Work request 1:
Rewrite the rows from their very start through the line containing "positive clicks: (14, 106)", changing "loose" to "approximate" and leaving everything else as it is. Leave the pictures out of your answer.

Given text:
Thursday, January 10, 2008

SubPrime Litigation May Dent D&O Insurers

State Street Corp.'s (STT) decision to set aside $618 million to cover subprime litigation costs has increased concern that insurers offering policies covering such expenses could be hit with big claims from the credit crisis.
State Street said the reserve was needed to pay for lawsuits and possible settlements stemming from complaints about the fixed-income strategies managed by its State Street Global Advisors investment arm. The funds were hit by exposure to falling subprime mortgage markets and a lack of liquidity, the company explained.
State Street has insurance covering legal costs and expects to get some of the money back from claiming on the policy, Ronald Logue, chief executive of State Street, told analysts and investors during a conference call Thursday. The value of that coverage wasn't included in the reserve for accounting reasons, he added.
Logue was likely referring to directors and officers insurance. These D&O policies protect executives and members of a company's board from liability in the event of a lawsuit against them claiming wrongdoing in connection with their firm's business. The coverage usually pays for the cost of defending lawsuits, after a deductible, and also a portion of any settlement. Errors and omissions policies offer similar professional liability coverage.

Stored records
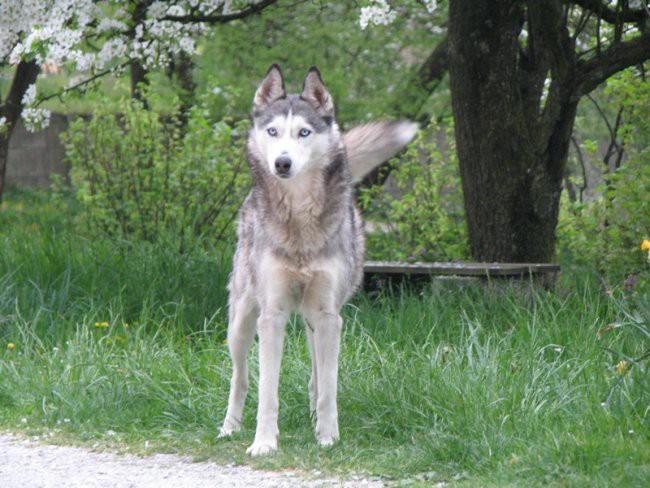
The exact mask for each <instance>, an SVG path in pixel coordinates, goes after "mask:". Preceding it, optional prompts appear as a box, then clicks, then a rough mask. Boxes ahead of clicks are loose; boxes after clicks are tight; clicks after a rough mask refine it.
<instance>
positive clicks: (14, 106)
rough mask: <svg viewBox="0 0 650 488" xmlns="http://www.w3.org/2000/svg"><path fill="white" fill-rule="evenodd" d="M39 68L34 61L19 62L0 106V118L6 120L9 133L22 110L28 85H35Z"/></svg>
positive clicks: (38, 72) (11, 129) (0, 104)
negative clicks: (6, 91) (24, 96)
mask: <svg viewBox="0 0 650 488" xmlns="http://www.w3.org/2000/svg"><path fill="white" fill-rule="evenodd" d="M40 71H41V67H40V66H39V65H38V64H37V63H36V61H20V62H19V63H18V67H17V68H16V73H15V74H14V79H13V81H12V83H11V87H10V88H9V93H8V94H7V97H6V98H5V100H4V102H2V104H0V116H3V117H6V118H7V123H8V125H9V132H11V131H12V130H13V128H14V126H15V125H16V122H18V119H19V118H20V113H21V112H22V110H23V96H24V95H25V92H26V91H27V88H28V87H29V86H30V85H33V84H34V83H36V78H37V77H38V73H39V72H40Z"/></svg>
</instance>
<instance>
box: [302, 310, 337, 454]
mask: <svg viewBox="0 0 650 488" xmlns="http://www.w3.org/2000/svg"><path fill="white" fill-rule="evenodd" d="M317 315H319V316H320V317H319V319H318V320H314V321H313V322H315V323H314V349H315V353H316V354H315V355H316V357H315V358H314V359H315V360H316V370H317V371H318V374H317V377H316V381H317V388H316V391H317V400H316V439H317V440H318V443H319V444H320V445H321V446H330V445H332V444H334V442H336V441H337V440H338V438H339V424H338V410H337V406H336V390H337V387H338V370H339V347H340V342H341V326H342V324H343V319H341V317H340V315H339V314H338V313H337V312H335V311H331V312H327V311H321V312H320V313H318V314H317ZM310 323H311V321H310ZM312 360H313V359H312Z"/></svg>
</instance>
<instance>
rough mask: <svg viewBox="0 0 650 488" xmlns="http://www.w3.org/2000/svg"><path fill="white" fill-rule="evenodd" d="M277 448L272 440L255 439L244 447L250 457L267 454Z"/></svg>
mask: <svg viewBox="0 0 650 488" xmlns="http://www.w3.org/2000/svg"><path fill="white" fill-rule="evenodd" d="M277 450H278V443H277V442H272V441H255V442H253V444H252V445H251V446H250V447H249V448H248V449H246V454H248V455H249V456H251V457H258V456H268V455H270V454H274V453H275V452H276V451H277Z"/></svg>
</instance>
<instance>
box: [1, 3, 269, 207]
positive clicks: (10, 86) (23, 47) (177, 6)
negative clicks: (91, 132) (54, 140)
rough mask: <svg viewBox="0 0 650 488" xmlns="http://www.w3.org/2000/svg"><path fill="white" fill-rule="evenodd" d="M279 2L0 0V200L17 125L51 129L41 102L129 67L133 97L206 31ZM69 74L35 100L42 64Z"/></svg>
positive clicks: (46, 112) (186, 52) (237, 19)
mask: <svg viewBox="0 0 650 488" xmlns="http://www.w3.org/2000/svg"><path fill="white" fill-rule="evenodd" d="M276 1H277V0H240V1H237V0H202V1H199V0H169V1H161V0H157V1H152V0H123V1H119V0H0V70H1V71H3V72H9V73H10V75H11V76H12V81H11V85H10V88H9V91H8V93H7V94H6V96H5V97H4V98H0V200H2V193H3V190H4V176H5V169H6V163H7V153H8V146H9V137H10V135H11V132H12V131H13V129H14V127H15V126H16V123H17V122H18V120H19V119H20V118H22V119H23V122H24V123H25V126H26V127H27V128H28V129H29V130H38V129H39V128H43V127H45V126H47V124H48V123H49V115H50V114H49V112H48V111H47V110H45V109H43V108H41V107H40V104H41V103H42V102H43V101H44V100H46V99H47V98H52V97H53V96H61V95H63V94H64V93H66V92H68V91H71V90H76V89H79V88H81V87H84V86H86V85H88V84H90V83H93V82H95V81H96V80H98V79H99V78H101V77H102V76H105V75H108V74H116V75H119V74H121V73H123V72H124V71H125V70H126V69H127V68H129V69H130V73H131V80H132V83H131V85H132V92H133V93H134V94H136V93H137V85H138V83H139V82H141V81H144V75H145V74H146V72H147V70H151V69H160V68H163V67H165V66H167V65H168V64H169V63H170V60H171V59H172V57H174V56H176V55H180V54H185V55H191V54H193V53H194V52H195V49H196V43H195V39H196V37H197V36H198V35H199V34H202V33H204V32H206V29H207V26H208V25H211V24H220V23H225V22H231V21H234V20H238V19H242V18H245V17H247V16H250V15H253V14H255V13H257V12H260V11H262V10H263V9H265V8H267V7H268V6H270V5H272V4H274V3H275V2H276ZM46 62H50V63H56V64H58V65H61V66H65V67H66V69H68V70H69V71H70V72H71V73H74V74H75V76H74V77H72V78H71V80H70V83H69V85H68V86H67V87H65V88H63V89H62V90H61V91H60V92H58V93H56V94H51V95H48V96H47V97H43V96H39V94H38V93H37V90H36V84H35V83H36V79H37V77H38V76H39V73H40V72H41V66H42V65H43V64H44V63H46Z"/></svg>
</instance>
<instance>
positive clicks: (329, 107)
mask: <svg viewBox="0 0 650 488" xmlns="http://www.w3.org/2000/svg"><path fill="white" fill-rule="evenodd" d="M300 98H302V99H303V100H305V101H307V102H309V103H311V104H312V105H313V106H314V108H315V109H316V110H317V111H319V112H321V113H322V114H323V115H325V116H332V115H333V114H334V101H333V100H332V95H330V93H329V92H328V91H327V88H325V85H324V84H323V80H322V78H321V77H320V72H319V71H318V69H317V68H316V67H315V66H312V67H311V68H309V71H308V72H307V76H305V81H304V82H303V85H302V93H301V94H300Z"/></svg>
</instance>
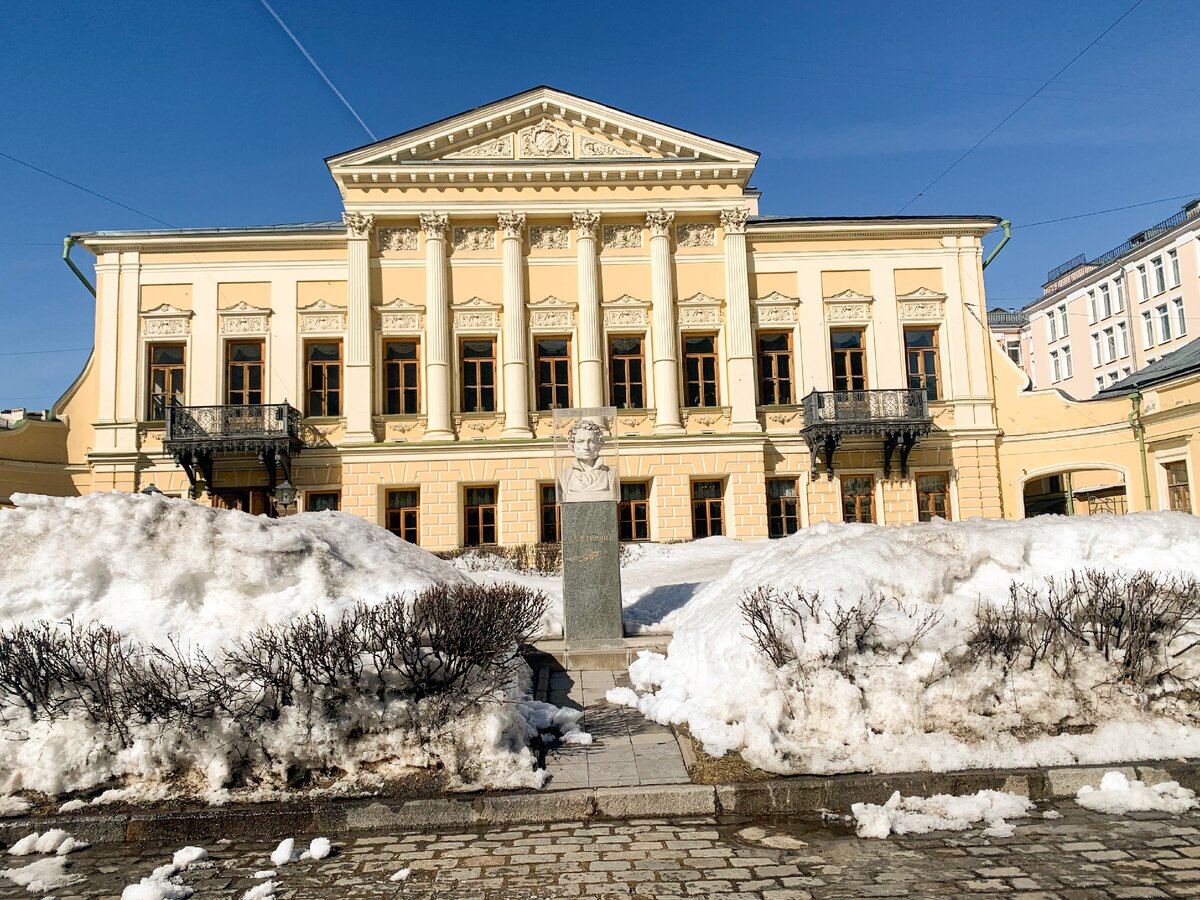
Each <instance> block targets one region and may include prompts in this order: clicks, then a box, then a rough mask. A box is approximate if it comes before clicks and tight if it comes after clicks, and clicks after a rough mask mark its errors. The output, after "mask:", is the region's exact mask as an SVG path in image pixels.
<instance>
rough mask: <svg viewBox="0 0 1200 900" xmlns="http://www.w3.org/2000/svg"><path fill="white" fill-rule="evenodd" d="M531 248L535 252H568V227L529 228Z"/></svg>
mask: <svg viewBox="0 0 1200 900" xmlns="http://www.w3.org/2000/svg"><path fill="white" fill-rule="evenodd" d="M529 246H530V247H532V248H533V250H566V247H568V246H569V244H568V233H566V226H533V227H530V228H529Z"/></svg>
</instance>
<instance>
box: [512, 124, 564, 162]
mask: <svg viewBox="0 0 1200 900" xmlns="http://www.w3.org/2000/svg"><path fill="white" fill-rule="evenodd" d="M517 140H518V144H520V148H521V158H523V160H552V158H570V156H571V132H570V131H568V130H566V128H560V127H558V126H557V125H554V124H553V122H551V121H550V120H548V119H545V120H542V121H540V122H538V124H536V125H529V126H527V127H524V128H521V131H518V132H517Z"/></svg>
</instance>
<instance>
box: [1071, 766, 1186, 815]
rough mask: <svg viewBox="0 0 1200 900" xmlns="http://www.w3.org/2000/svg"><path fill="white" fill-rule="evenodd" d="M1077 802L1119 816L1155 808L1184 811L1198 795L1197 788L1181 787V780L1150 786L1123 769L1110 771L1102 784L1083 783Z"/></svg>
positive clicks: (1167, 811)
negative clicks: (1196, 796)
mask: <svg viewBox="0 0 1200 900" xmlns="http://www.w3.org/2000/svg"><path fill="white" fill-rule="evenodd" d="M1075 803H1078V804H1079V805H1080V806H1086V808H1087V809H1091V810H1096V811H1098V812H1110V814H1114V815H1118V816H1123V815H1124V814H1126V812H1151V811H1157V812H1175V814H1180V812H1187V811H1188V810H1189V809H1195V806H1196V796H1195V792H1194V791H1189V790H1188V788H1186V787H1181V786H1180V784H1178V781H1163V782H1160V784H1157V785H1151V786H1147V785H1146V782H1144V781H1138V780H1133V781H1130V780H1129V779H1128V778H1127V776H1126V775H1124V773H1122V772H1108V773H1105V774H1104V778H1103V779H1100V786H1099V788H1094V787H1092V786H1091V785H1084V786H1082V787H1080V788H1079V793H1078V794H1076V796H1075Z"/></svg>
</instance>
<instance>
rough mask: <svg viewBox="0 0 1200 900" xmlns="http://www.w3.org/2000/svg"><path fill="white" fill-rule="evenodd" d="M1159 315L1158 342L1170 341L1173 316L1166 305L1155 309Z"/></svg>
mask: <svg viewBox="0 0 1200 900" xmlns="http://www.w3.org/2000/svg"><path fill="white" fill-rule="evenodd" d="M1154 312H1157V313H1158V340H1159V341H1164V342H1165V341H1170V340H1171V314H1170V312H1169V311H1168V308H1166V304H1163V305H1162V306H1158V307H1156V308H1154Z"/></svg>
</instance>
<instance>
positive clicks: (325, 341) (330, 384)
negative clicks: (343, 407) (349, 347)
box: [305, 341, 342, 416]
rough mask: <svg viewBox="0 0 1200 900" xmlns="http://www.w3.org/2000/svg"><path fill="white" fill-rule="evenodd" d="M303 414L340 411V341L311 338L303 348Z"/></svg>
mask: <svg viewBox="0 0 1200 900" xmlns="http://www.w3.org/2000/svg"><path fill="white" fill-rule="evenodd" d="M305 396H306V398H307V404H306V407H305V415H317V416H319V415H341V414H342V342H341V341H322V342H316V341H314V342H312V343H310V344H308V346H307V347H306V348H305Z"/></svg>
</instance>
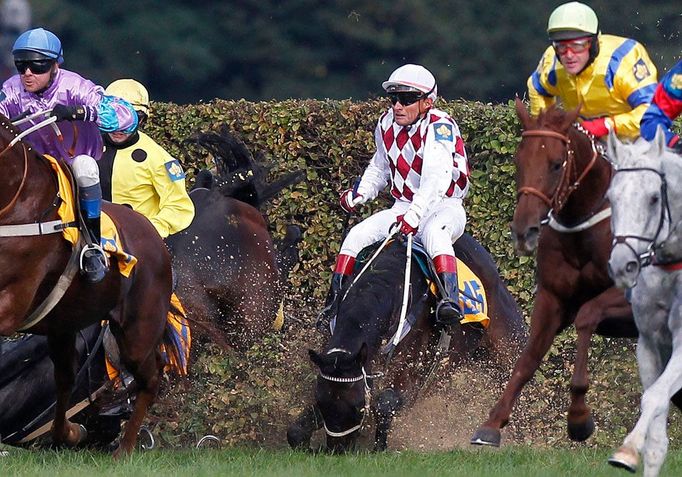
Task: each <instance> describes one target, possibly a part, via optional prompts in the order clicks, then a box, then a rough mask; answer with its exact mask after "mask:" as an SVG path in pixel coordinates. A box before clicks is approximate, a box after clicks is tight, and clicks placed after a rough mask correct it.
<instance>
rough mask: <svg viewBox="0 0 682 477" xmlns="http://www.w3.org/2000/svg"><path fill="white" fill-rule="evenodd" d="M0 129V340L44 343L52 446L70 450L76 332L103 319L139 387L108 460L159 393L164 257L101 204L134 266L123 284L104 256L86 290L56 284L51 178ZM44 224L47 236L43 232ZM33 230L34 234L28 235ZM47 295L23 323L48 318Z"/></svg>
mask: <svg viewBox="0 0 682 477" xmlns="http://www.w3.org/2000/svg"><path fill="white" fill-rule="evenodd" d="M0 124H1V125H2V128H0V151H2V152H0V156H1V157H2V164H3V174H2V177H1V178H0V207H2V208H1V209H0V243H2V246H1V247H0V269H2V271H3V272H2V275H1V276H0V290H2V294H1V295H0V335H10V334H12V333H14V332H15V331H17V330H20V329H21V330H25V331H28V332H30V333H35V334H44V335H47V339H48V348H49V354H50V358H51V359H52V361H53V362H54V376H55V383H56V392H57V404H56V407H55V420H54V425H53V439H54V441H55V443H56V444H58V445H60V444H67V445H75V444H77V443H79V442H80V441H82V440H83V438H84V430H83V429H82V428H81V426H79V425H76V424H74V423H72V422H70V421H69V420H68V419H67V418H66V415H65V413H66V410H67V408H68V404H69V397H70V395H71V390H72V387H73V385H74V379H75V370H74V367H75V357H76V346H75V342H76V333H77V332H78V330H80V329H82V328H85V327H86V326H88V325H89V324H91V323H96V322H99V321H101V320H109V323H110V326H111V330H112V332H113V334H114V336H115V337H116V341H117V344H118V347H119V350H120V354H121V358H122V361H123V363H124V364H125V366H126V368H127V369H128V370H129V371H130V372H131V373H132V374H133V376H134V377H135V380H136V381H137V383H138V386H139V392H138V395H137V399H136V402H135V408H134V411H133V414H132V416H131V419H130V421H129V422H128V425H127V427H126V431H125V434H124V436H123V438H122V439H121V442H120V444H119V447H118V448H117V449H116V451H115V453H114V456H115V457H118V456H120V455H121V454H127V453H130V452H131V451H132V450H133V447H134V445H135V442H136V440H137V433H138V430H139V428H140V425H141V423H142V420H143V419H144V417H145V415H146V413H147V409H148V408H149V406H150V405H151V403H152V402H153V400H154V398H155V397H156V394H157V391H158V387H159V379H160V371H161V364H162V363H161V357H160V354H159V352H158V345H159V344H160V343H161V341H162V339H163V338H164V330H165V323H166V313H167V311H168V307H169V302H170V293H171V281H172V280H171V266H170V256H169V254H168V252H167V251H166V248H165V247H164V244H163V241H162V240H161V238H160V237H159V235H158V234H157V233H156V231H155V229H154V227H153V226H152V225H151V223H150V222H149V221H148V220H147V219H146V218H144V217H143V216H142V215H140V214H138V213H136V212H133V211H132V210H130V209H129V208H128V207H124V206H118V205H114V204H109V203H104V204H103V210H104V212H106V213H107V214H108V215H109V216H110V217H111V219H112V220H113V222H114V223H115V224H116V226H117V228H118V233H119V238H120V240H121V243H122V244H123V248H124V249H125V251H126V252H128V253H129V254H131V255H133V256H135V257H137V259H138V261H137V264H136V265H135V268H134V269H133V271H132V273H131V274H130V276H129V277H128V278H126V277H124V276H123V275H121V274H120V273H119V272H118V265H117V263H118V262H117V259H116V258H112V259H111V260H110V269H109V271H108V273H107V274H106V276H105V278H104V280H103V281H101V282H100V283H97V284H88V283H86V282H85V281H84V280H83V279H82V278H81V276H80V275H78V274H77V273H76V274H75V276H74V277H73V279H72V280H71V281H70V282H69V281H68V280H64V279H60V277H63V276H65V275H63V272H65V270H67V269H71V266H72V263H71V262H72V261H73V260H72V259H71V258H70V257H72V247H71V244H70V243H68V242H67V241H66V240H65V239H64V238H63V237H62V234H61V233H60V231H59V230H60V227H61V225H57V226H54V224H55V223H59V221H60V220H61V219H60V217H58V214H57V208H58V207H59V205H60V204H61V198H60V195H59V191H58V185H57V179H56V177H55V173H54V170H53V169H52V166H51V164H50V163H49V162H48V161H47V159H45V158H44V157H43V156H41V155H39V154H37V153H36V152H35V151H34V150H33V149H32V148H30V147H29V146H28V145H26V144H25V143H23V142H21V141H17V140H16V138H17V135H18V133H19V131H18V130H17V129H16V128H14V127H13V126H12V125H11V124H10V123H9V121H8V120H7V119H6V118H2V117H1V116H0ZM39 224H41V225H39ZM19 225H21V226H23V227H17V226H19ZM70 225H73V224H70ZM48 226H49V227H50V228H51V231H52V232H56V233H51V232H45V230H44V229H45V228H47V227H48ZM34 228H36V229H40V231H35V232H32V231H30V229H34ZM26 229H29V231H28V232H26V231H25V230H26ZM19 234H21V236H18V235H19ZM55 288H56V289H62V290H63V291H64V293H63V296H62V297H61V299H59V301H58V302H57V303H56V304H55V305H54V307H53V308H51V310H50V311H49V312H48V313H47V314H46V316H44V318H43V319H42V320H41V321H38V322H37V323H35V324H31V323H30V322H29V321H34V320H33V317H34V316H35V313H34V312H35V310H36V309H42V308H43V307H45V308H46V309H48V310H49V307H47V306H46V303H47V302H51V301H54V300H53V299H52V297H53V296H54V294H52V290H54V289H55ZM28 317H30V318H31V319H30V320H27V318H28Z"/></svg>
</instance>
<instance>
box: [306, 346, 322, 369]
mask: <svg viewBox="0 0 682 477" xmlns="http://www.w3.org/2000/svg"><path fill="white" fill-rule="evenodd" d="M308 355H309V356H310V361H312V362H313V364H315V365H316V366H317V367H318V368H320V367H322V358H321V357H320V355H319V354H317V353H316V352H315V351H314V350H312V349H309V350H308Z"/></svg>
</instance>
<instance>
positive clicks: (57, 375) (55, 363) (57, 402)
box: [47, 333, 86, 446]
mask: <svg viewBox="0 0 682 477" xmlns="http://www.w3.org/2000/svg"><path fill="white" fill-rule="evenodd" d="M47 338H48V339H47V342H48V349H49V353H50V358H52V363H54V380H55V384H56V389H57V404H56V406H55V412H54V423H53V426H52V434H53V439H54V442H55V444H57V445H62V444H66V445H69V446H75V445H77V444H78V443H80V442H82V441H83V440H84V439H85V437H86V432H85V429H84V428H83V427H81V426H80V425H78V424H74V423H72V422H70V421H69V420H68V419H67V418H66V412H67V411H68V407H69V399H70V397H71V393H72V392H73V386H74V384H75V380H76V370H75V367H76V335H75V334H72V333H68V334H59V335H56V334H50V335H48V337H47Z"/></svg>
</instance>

Work request 2:
Copy word for word the portion of the article on subprime litigation and D&O insurers that runs from "State Street has" to "reasons, he added.".

Exercise output 1:
The exact mask for each <instance>, an SVG path in pixel coordinates, goes after "mask:". Preceding it, optional prompts appear as a box, then clicks, then a rough mask. Boxes ahead of clicks are approximate; boxes after clicks are tight; clicks after a rough mask refine it.
<instance>
positive clicks: (14, 106)

Exercise output 2:
State Street has insurance covering legal costs and expects to get some of the money back from claiming on the policy, Ronald Logue, chief executive of State Street, told analysts and investors during a conference call Thursday. The value of that coverage wasn't included in the reserve for accounting reasons, he added.